Free-text object descriptions
..............................
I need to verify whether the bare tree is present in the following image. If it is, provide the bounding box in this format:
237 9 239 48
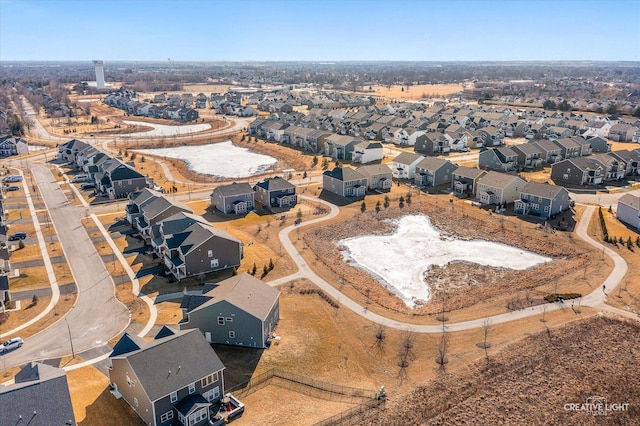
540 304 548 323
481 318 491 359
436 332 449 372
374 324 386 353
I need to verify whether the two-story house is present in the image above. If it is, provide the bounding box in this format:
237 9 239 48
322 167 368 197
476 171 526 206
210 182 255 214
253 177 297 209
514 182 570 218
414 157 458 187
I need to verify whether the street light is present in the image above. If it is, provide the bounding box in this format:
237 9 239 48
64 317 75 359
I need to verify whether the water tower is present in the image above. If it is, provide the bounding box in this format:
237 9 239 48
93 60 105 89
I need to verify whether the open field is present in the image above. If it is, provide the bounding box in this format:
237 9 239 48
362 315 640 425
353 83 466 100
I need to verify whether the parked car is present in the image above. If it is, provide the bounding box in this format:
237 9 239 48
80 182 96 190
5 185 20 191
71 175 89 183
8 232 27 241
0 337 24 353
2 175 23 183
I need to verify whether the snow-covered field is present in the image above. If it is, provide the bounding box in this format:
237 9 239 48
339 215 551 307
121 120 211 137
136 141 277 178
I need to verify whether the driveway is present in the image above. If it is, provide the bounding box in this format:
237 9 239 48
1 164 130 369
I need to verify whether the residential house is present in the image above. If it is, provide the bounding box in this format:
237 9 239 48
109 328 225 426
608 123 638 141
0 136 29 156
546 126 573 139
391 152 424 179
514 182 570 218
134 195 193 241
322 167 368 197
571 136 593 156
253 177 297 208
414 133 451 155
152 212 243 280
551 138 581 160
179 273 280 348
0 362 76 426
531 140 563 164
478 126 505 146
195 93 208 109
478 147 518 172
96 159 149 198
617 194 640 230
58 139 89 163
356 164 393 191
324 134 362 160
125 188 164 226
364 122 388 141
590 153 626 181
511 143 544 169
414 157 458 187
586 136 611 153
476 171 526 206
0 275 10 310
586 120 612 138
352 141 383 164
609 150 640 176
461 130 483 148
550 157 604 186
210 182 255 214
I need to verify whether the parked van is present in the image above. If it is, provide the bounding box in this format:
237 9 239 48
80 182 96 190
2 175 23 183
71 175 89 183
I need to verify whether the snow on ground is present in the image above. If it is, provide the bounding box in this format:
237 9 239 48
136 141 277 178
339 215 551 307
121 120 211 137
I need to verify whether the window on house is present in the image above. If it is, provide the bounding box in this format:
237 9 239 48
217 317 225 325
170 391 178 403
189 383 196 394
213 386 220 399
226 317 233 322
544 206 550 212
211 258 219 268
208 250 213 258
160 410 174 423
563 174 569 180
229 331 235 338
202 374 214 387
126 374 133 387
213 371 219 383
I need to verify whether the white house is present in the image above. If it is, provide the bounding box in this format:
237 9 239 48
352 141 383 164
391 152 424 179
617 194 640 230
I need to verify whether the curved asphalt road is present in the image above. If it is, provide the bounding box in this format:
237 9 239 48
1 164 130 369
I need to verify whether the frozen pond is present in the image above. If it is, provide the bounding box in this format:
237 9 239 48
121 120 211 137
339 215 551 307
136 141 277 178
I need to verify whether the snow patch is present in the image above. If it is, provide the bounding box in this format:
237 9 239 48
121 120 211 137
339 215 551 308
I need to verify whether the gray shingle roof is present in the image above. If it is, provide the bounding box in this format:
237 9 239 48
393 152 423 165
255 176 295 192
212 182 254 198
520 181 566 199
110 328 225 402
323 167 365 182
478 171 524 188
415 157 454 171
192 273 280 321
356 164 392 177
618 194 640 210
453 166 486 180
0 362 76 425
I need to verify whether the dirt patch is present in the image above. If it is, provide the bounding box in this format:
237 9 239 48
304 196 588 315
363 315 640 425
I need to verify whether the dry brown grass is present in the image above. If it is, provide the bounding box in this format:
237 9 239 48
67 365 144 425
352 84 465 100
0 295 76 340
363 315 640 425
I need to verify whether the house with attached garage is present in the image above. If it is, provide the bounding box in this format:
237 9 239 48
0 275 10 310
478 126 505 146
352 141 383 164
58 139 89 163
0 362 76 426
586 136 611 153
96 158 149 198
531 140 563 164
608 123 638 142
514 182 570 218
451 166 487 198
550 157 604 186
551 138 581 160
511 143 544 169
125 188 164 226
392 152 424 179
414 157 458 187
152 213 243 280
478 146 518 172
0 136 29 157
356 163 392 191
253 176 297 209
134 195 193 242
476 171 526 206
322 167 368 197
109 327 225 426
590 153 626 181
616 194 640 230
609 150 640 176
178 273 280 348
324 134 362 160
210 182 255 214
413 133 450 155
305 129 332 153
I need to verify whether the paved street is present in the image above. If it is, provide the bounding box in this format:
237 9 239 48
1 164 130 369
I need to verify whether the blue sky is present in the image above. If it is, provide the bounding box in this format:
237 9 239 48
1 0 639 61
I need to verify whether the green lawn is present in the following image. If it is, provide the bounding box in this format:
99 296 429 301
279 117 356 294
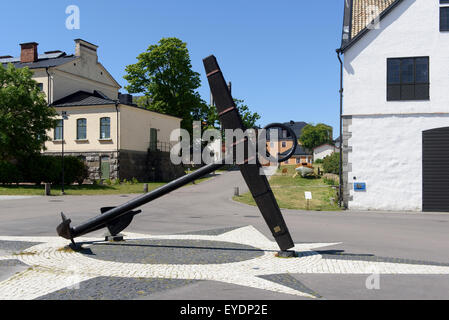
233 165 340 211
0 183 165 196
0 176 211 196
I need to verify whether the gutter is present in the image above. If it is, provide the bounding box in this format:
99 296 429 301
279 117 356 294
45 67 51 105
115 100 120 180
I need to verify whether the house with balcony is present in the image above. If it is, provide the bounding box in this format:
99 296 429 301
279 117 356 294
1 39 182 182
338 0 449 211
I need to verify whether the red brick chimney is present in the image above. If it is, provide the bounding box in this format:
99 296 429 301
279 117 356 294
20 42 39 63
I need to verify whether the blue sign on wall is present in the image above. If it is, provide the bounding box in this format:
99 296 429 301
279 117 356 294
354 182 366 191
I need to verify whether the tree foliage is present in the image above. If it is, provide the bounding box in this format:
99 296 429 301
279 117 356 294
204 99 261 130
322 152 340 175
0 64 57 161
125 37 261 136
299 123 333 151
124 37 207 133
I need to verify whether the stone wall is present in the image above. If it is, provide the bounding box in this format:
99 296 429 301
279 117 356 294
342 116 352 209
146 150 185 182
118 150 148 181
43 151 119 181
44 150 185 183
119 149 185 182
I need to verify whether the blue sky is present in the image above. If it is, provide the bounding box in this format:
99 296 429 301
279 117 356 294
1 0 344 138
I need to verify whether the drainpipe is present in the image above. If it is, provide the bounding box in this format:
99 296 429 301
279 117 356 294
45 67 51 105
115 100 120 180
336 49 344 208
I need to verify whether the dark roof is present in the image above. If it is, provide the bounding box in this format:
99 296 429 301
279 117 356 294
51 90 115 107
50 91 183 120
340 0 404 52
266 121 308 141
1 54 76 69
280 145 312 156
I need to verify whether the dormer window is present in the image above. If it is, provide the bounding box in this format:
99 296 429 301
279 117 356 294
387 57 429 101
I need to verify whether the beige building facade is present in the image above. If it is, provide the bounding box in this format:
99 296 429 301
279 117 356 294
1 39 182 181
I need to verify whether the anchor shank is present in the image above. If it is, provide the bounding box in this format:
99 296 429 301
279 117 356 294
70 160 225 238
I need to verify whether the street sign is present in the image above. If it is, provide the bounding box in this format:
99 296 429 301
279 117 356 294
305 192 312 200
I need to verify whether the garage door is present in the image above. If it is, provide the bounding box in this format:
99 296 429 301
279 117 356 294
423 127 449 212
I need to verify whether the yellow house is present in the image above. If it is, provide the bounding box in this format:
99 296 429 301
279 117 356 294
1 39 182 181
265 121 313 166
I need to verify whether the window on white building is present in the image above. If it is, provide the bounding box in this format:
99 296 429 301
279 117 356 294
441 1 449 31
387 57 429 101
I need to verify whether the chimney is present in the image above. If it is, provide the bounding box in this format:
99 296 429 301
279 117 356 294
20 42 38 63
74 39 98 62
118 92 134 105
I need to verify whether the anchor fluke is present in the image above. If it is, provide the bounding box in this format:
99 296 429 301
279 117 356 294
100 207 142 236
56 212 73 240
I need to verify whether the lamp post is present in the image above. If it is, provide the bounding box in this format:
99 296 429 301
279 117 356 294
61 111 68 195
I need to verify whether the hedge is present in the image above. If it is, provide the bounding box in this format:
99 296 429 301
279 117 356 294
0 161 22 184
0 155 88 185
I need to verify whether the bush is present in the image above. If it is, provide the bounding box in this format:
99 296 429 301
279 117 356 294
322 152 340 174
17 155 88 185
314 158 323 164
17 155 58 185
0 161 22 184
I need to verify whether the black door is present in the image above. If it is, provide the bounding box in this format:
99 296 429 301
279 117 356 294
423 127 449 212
..............................
Taking the records above as input, show every line in which the word "street" is present.

(RESULT):
I need to verify whether the street light is present in the image above. If it is, provide the bounding box in this format:
I need to verify whether the paved street is present in the image above. If it is, provide the bounding box in this format:
I need to verify whether the street sign is present in the image above. If it is, provide the bounding box in this format:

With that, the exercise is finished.